=== About this task ===
Beginning with the first entry, print all the records exactly.

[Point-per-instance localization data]
⁂

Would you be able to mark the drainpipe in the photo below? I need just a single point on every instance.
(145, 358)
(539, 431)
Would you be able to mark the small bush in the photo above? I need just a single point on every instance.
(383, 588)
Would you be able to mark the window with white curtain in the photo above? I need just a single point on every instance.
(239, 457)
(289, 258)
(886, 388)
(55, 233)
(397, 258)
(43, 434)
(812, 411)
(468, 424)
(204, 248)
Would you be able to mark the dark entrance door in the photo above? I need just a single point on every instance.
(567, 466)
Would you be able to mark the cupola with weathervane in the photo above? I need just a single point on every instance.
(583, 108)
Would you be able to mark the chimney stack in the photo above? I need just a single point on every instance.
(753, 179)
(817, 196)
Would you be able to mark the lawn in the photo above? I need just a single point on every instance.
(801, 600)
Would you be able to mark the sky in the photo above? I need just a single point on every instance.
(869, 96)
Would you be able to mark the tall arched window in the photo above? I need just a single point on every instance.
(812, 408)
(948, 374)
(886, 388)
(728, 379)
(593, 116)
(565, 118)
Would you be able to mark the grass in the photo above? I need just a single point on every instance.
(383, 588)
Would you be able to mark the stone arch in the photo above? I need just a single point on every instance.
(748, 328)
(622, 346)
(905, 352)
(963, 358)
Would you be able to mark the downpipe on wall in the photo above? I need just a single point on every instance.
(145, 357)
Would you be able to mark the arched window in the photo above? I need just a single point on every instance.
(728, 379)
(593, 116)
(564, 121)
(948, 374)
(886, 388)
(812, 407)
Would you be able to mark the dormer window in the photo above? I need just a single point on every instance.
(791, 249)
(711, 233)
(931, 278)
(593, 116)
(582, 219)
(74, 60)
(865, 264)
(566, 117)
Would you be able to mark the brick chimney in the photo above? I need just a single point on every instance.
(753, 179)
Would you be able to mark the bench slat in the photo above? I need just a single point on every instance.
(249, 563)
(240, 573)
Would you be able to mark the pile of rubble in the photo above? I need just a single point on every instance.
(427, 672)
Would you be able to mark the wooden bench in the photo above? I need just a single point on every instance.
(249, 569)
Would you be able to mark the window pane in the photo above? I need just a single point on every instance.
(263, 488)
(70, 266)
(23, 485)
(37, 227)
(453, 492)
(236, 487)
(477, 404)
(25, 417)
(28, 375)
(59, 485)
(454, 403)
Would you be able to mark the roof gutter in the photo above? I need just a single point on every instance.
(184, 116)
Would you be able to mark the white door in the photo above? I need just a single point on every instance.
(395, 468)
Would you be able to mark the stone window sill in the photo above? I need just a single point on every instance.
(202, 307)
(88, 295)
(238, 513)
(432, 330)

⁂

=== Written reply ===
Would you be able to mark the drainpipe in the photo below? I need just a single point on every instance.
(145, 358)
(539, 431)
Would you be able to mark the small bush in the photo above? I need just a single point on every instance.
(383, 588)
Would you be able to mark the window with white curtain in the photo above? I need just a single point on every instance.
(239, 457)
(289, 258)
(886, 388)
(55, 233)
(397, 258)
(43, 434)
(812, 411)
(468, 424)
(204, 248)
Would you be able to mark the dark entrance door in the photo above? I need just a single point on every instance.
(567, 466)
Would you be able to mark the cupola with weathervane in the photo above? I need just a single point on every instance.
(583, 108)
Would you be able to mark the chimney stack in the photo above? I need just a single point on every instance.
(753, 179)
(817, 196)
Would you be able to mark the lawn in the photo above? I need just a single point on every instance.
(801, 600)
Would you be able to mark the sky in the photo above? I need just a single point on every instance.
(869, 96)
Would you be able to mark the tall arched window in the photo above? I need just a single point on every instance.
(812, 408)
(948, 374)
(886, 388)
(728, 379)
(593, 116)
(565, 118)
Would you be able to mark the grass in the photo above? I need just a single point on every instance.
(383, 588)
Would you be able to mark the stone arch in the photo above? I need just a single point on every instance.
(748, 328)
(622, 346)
(905, 352)
(963, 358)
Would you be able to mark the downpipe on wall in the photo above? I need just a single point on every instance.
(145, 357)
Would you be able to mark the arched window in the photo above? I need just a single point on every instance.
(728, 379)
(593, 116)
(564, 121)
(948, 374)
(886, 388)
(812, 407)
Would you be able to mark the dormer window in the photo above? I need just a single point on every instance.
(791, 249)
(711, 233)
(931, 278)
(593, 116)
(582, 219)
(74, 60)
(865, 264)
(566, 117)
Would you be able to mark the brick chimney in the photo above? I need just a single point on every instance.
(753, 179)
Would you be able to mark the bench slat in the photo above? I need just a single point on every instance.
(249, 563)
(240, 573)
Would you be able to mark the pile of rubble in the photo above? I need just a single point on every instance.
(427, 672)
Would you be able to mark the wooden bench in the photo above? I need just a single point on every instance.
(249, 569)
Would you be able to mark the window pane in the photo above? I need just a single point on every instance.
(263, 488)
(70, 266)
(23, 485)
(37, 227)
(453, 492)
(236, 487)
(477, 404)
(25, 417)
(28, 375)
(59, 485)
(454, 403)
Would you be able to mark the roof gutter in the photo above? I need just a single point on every instance.
(184, 116)
Would you be able to mark the white door in the photo above? I need just a single point on every instance.
(395, 468)
Would you be able to mark the stone window sill in the photo above? I need just a single point on every instance.
(202, 307)
(88, 295)
(238, 513)
(432, 330)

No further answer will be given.